Tasks:
1) Answer these questions from the Spindlebone text.
(a) How many albums does the Spindlebone text refer to?
(b) Which sound program does the writer name?
(c) What trap does the writer say they fear about adding vocals?
2) Reproduce word for word the stretch of the Spindlebone text from "Since life had" through "the sound program.".
3) List every descriptor the Spindlebone text applies to the band in the story the music tells.

START Text shown

I'm going to ramble for a while. If you choose to follow along, please do.
I'm going to make Spindlebone's page about Spindlebone's POV and talk from my perspective about Spindlebone over here.
What I see in these 6 sick pics is progress. Beats in the Witch House is where I started gathering all I had done audio wise, for film or project soundtrack or just for pleasure, up to that point.
Since life had put me in a position where I had to step back from film and, to a large degree, any sort of group project, it was nice to find I already had a really good base to begin my own musical endeavor.
I decided I was going to do this despite not being a musician in the proper sense, but with Audacity, both the boldness and the sound program.
I have ideas, seeds planted by all the things I have admired that need to come into the light and flourish. I have narratives and imagery that seem to me best expressed through sound and music.
I have some skills, but I need more.
I have to keep learning.
As I learn, I build not only skills, but praxis and lore. Each lesson produces... well, something. Each album is a test and then a testament to what I've learned. On the one hand, I'm telling a story, in essence, about a witch-led, backwater, spectral, electro-jug, cosmic horror, puppet band with this music. On the other, the music is telling a story about me, about my successes, failures, and near misses. I'm not always comfortable with what it has to say in that regard.
I'm still trying to make the music I really want to make. These albums are the products of the process of getting there. The whole project is a sort of puzzle. The songs have somewhat obvious genealogy for those devils interested in the details. Of which, to be real, I hope there are many. Maybe you're one of them.
Follow the throughline of all 6 albums.
Listen to all of Spindlebone.
See if you can figure it out.
There will be lyrics and vocals eventually for some pieces, but admittedly, I fear the "and then they started singing" trap, i.e. The song started off really cool... and then they started singing.

END Text shown
START Provided material

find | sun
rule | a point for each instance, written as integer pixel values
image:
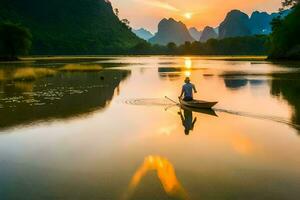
(188, 15)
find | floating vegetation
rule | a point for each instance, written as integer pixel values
(31, 74)
(81, 68)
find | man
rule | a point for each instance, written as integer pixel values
(187, 90)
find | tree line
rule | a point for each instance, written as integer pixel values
(283, 43)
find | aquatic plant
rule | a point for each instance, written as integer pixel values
(31, 74)
(81, 68)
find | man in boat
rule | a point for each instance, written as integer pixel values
(187, 90)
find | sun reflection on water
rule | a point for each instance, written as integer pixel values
(165, 173)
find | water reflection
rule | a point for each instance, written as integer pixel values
(169, 73)
(188, 121)
(165, 173)
(288, 89)
(32, 94)
(235, 83)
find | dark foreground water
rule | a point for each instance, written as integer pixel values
(111, 134)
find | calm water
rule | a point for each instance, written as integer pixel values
(111, 134)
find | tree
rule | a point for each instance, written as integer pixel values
(171, 47)
(15, 40)
(287, 3)
(117, 12)
(285, 40)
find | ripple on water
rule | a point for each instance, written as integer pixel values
(148, 102)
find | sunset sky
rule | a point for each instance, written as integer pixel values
(197, 13)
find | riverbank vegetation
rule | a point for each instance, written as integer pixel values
(15, 40)
(285, 38)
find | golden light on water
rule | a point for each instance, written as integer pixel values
(188, 63)
(166, 174)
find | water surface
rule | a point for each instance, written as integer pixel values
(111, 134)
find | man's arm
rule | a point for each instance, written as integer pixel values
(195, 90)
(182, 91)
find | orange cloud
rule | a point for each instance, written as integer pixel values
(147, 13)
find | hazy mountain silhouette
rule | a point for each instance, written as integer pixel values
(70, 27)
(235, 24)
(238, 23)
(208, 33)
(143, 33)
(195, 33)
(170, 30)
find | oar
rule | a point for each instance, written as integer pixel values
(172, 100)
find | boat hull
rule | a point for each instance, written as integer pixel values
(198, 104)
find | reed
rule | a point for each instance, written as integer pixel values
(81, 68)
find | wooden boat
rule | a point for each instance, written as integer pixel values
(198, 104)
(207, 111)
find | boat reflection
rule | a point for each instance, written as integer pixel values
(187, 119)
(165, 173)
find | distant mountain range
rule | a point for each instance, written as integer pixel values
(208, 33)
(195, 33)
(236, 23)
(143, 33)
(170, 30)
(70, 27)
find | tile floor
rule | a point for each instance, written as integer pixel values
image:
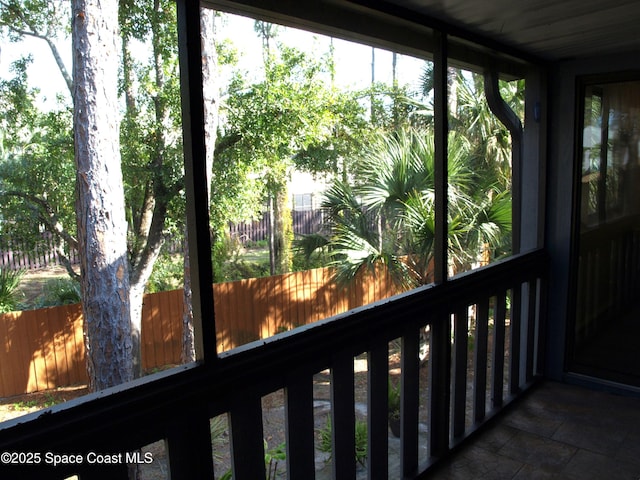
(557, 431)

END Provided material

Answers to the exercises:
1)
(a) 6 albums.
(b) Audacity.
(c) The "and then they started singing" trap.

2)
Since life had put me in a position where I had to step back from film and, to a large degree, any sort of group project, it was nice to find I already had a really good base to begin my own musical endeavor.
I decided I was going to do this despite not being a musician in the proper sense, but with Audacity, both the boldness and the sound program.

3) witch-led, backwater, spectral, electro-jug, cosmic horror, puppet